DATASET RECORDS:
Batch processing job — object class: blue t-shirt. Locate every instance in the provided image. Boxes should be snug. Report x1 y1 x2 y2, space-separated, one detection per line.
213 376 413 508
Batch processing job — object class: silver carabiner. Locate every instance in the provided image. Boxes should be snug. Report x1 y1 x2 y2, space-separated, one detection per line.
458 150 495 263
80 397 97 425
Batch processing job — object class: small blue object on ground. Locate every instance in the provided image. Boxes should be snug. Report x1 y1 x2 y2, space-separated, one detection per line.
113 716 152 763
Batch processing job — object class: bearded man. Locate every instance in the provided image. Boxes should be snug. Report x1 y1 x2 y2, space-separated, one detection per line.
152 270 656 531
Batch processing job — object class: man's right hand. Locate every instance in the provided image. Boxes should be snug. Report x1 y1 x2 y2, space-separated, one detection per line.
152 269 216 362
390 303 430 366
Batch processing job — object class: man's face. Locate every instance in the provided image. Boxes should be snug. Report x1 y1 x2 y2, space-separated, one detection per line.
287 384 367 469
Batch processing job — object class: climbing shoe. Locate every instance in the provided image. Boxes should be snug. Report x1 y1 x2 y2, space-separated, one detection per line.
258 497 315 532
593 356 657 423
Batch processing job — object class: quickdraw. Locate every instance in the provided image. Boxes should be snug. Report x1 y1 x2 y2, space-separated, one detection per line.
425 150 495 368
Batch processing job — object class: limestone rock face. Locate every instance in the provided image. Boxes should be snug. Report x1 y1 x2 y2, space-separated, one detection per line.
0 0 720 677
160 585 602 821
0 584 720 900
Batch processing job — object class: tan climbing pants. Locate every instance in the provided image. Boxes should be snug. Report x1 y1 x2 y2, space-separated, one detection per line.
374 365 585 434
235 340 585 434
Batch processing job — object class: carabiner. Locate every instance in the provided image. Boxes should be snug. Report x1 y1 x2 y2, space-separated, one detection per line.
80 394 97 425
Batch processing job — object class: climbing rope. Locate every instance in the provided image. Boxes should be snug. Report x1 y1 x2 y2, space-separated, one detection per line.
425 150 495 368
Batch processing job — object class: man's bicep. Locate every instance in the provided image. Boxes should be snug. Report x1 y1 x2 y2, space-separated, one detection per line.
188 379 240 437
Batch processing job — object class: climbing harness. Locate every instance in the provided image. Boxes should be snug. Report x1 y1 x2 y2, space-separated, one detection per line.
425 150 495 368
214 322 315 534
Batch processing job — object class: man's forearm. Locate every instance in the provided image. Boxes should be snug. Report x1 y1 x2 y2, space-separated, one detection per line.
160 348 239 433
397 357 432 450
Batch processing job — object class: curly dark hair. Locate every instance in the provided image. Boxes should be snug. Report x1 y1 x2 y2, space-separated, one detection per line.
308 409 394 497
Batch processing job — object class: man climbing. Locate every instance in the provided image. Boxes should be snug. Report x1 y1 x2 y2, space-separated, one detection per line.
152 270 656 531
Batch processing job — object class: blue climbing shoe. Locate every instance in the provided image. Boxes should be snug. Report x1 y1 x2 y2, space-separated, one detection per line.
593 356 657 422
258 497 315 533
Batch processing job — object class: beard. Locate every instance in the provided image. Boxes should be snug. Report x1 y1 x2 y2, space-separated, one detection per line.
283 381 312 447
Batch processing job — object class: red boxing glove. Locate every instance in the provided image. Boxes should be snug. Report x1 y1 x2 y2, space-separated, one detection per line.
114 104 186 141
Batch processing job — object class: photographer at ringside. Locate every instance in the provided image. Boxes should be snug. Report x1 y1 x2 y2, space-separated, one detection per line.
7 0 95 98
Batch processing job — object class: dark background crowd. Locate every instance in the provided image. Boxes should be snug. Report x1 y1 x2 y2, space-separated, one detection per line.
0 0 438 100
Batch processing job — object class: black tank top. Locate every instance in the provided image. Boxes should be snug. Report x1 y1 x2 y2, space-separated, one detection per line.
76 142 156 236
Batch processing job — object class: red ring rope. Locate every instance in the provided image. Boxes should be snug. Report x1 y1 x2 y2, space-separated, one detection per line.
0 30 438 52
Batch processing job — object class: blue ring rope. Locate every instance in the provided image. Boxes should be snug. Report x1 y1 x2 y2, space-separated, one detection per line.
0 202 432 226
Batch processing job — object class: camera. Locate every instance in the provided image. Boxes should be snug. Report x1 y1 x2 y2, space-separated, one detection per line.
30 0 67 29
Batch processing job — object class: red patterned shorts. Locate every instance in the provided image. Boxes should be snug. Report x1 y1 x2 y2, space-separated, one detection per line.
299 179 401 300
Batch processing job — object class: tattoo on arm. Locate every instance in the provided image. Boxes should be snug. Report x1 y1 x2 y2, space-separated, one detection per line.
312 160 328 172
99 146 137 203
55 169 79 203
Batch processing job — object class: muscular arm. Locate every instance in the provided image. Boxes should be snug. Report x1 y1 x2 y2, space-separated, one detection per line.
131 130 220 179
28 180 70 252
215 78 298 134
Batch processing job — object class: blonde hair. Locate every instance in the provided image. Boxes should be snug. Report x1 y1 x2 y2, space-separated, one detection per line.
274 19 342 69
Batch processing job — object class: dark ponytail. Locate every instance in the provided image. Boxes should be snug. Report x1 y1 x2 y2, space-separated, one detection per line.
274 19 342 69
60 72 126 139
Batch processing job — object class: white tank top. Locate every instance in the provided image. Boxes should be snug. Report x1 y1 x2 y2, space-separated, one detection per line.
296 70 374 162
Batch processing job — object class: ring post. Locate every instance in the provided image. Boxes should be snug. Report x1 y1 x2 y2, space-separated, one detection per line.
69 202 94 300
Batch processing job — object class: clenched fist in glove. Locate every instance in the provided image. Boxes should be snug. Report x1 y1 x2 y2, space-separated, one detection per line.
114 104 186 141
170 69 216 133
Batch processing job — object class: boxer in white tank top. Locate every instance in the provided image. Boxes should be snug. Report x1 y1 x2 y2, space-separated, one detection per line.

WHAT TO WORK ON:
Could you copy all of the material above word for word, from the first line to the last?

OUTPUT FOR THIS EXERCISE:
Batch processing job — object class: blue t-shirt. Locate every instance in the provided image. Boxes should be snug. Report x1 y1 x2 y2, space-separated, one detection per line.
213 376 413 508
Batch processing job — object class: silver carabiner. Locate every instance in the provided image. Boxes should be snug. Report x1 y1 x2 y2, space-separated, one detection per line.
458 150 495 263
80 397 97 425
Batch processing job — object class: small blue object on ground. Locate every instance in the provided image. Boxes should be snug. Report x1 y1 x2 y2, space-separated, one detection per line.
113 716 152 763
Batch processing job — object class: bearded man. Locate every instance in the provided image. Boxes should be snug. Report x1 y1 x2 y2, space-separated, one detection per line.
152 270 656 531
Batch processing job — object class: man's right hand. Locate every instance in the provided image. Boxes should be snug. Report x1 y1 x2 y2, space-separated, one detection per line.
152 269 216 362
390 303 430 366
Batch processing job — object class: man's face. Locate every instance in the provided image. Boxes should be snug. Report x1 y1 x2 y2, space-separated, one detection per line.
287 384 367 469
Batch processing job — object class: climbing shoe. Locate every instance in the provided image. Boxes should be snug. Report x1 y1 x2 y2, space-separated, one detection per line.
258 497 315 532
593 356 657 423
Batch processing job — object class: quickdraw. Locate every instance in the provided image. Boxes should be snug. Report x1 y1 x2 y2, space-separated, one detection per line.
425 150 495 368
Batch processing job — object class: limestone rock face. Locate every instance in the provided image. Boxes should be snug. Report x1 y1 x2 y2, space-separated, one detection per line.
0 0 720 677
160 585 602 821
0 584 720 900
Batch processing job — object class: tan climbing pants. Locate every instance in the provided image. Boxes should be snug. Report x1 y1 x2 y2, space-separated, one detection per line.
374 365 585 434
235 340 585 434
Batch processing job — object class: carabiner. Locate every instance in the provided image. Boxes should be snug. Report x1 y1 x2 y2, space-separated, one detection per line.
80 394 97 425
Batch processing job — object class: climbing rope. Locate every instance in the provided image. Boxes should be snug. Report x1 y1 x2 y2, space-separated, one detection per line.
425 150 495 368
Batch processing job — object class: man's bicep. Locate every instance in the provided image. Boxes should be snug. Report x1 y1 x2 y2, space-separated, one detection per line.
188 379 240 437
Batch processing job — object class: climbing harness. Locate every instance in the provided image. Boxes should be snug. Report x1 y1 x2 y2, space-separated, one detection per line.
425 150 495 368
214 322 315 534
Batch processing job — object class: man's forearm. Locate every instance in the provided image. Boxes should be snug. Report x1 y1 x2 y2, space-separated, one detection per line.
160 348 239 433
397 357 432 450
Batch processing job — object class: curly dark hair. Locate every instance in the provided image. Boxes should be snug. Report x1 y1 x2 y2, space-separated, one detection per line.
308 409 394 497
Batch processing job — object class: man climbing. Locate every instance in the provided image. Boxes should be snug. Report x1 y1 x2 y2, space-separated, one detection per line.
152 270 656 531
Batch processing job — object class: blue climbing shoe. Locate every instance in the provided image. Boxes should be snug. Report x1 y1 x2 y2, space-separated, one detection per line.
593 356 657 422
258 497 315 533
Batch processing job — object class: beard. Locate every instance in the provided image. Boxes should be snug. Report x1 y1 x2 y2, space-separated, one detection per line.
283 381 312 447
Batch processing job — object class: red boxing glove. Locate every instance in the provided image. Boxes should be snug. Report x1 y1 x2 y2, space-separated, one detection per line.
114 104 186 141
Batch processing job — object class: photographer at ringside. Locate every instance in the provided image. Boxes should be snug. Report x1 y1 x2 y2, space-separated, one detection per line.
7 0 95 98
Batch processing job — object class: dark background crowd. Locate every instance in the provided image. Boxes should be snug. Report x1 y1 x2 y2, space-separated, one detection per line.
0 0 438 100
Batch processing job — object class: black tank top. Locate every instance in the provided image. Boxes should be snug. Report x1 y1 x2 y2, space-separated, one detection per line.
76 142 156 236
Batch processing job — object class: red ring rope. Locate every instance in the provided image. Boxes should be snug. Report x1 y1 x2 y2, space-separated, one detection per line.
0 30 438 52
Batch processing job — object class: blue ring rope. Locate every instance in the provided image. Boxes should be snug. Report x1 y1 x2 y2, space-separated, one detection per line.
0 202 432 226
Batch processing job — object class: camera. Locate every instance in the provided image. Boxes should be snug. Report x1 y1 x2 y2, space-separated, one detection per line.
30 0 67 29
Batch processing job — object class: red patterned shorts. Locate every instance in the provided image. Boxes should be snug. Report x1 y1 x2 y2, space-separated, one detection per line.
299 179 401 300
Batch processing job — object class: tattoo on arm. Locate every instance in the provided image. Boxes should be snug. Report x1 y1 x2 y2, space-separated, one detection per line.
312 160 328 172
99 146 137 203
55 169 79 203
Batch processing job — object class: muscular arm. Locate every instance in the provided image. Boxes should be snug. Report x1 y1 x2 y2, space-separated, one detection per line.
131 130 220 179
28 180 70 252
215 78 298 134
Batch processing job — object class: blonde hair. Locate every instance in the provided image. Boxes should be snug. Report x1 y1 x2 y2, space-separated, one detection per line.
274 19 342 69
Batch processing job — object class: dark ponytail. Locate every instance in the provided image. Boxes should be snug. Report x1 y1 x2 y2, space-separated, one detection per line.
274 19 342 69
60 72 126 139
Batch processing job — object class: white tank top. Locate every instance in the provided image. Boxes should be snug. Report x1 y1 x2 y2, space-separated, one detection per line.
296 70 374 162
Batch processing job — object class: ring post. Locate every instance in the provided image. Boxes should be snug. Report x1 y1 x2 y2, space-separated, one detection per line.
69 202 94 300
Batch processing job — object class: clenched fist in glove. Locate every instance in the provided image. Boxes should be snug. Report x1 y1 x2 y2, space-separated, one detection per line.
114 104 186 141
170 69 216 133
Batch processing job — object class: boxer in white tank top. Locate every instance in the provided image. Boxes should be snug. Report x1 y1 x2 y2, space-separated, one detection per line.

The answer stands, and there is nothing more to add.